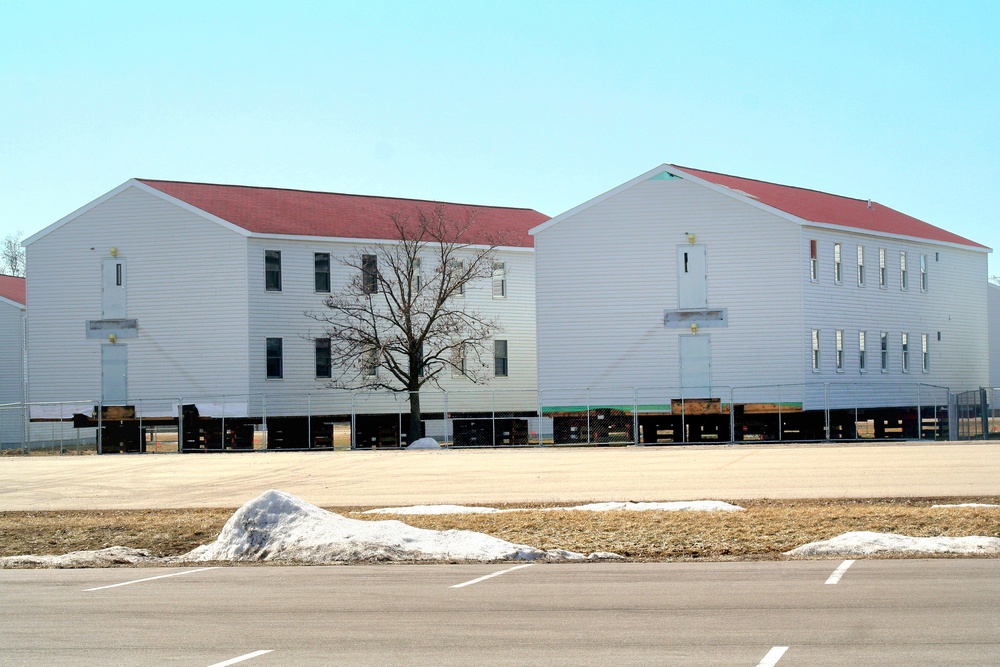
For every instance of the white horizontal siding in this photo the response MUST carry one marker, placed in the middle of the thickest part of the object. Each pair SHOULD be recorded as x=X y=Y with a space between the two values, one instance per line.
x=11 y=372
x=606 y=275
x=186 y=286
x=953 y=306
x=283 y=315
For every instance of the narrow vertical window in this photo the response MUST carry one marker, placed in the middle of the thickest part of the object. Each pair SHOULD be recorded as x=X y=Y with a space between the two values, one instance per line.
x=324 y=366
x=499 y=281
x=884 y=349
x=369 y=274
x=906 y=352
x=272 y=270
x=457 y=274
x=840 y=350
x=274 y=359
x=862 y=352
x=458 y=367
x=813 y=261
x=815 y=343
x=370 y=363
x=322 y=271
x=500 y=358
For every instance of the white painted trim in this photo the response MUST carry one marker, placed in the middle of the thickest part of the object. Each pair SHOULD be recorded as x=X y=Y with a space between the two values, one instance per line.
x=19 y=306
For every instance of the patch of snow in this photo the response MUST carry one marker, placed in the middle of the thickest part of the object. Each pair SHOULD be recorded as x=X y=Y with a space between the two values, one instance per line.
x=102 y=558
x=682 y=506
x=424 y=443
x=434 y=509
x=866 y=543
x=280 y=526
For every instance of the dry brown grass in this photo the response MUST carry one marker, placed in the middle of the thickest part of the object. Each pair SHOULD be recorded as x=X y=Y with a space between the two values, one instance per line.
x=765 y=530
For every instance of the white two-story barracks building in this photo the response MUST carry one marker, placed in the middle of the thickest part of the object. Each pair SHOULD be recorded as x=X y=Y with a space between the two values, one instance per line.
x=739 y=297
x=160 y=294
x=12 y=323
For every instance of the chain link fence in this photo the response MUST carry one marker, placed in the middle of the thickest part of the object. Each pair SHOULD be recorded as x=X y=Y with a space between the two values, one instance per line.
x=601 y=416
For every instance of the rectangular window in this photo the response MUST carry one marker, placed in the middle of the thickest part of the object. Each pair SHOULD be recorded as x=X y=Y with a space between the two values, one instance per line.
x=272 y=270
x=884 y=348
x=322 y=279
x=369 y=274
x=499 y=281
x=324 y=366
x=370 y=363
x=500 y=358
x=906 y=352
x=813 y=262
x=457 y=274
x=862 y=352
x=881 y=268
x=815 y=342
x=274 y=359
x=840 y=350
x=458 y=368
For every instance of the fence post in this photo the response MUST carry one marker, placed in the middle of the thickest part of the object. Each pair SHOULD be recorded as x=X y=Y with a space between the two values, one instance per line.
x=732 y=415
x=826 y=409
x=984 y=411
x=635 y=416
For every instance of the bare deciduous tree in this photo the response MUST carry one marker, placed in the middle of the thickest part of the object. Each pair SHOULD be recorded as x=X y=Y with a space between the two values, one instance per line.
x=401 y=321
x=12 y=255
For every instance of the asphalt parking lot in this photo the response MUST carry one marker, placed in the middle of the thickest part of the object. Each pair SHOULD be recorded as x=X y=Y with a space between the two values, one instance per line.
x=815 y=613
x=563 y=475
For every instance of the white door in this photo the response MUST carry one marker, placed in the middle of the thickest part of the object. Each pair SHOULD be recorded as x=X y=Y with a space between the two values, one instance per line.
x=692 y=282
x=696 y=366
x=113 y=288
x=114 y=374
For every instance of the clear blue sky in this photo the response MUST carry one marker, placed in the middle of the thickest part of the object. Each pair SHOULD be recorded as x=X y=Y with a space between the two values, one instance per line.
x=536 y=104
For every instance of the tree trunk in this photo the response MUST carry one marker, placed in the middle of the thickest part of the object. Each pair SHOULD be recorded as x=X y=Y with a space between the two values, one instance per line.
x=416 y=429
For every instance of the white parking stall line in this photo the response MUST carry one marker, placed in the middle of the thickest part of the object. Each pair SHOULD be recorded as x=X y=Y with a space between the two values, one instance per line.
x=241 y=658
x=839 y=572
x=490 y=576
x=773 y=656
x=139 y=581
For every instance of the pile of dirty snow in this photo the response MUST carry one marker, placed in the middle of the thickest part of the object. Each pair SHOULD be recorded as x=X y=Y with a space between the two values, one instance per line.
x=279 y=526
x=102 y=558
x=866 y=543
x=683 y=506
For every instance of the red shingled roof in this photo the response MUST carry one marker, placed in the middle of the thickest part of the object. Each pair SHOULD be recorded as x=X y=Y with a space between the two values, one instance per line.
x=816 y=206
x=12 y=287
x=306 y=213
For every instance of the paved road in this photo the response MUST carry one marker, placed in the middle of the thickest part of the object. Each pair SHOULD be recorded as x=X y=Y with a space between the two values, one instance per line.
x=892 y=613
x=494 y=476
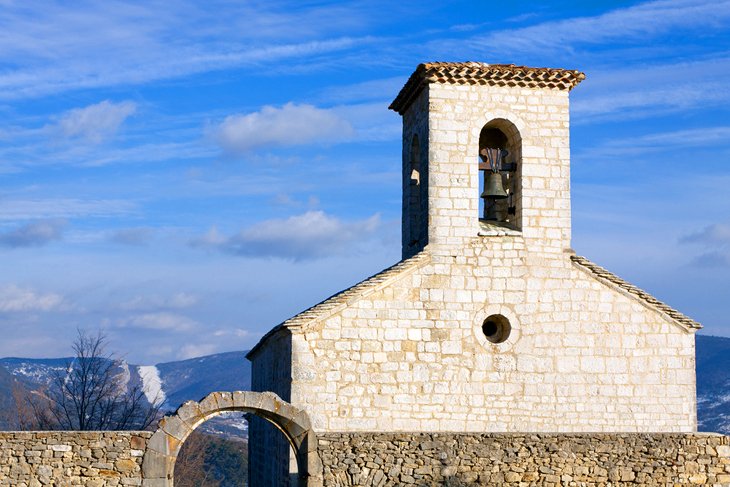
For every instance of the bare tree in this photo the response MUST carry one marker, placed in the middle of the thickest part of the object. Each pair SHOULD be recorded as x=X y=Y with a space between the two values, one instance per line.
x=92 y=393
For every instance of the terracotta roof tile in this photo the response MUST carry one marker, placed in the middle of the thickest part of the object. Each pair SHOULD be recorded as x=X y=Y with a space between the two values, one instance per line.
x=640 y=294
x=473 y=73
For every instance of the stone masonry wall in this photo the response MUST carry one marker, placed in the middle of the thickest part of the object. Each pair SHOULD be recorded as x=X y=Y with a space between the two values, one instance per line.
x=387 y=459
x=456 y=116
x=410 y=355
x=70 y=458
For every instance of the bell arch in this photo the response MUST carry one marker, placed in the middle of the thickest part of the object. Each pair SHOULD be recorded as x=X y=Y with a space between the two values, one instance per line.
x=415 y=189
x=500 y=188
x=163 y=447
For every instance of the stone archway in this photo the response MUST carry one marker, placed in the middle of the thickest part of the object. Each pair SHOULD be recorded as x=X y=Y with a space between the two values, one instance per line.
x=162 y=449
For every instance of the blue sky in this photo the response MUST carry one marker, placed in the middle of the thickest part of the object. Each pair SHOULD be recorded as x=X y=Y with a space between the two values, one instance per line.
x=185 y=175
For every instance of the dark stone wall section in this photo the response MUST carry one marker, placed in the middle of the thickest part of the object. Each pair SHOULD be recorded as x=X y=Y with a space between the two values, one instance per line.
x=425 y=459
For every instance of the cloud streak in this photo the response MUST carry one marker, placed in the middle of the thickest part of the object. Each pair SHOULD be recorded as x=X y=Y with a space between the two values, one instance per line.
····················
■ **Task prompt**
Copy everything from the line containing "For every instance of the bare deciduous" down to the line containing "x=114 y=374", swapping "asphalt" for "paved" and changing nothing else.

■ **Complete output**
For every instance of the bare deciduous tree in this photo the response MUST carry one marker, placed in the middle of the thickest part of the object. Each pair SHOULD be recorded as x=X y=Y with a space between the two values, one instance per line.
x=401 y=321
x=12 y=255
For every instance of the paved parking lot in this photo the response MUST carry one marker, placed in the middle of the thickest part of the object. Each pair SHOULD be recorded as x=X y=Y with a space between the two values, one instance per line.
x=815 y=613
x=563 y=475
For every instance of the white door in this photo the response MUST carry one marker, placed in the middle of the thickest part of the object. Each pair SHOULD be recorded as x=X y=Y with a space between the two values, one instance per line.
x=692 y=282
x=696 y=366
x=113 y=288
x=114 y=374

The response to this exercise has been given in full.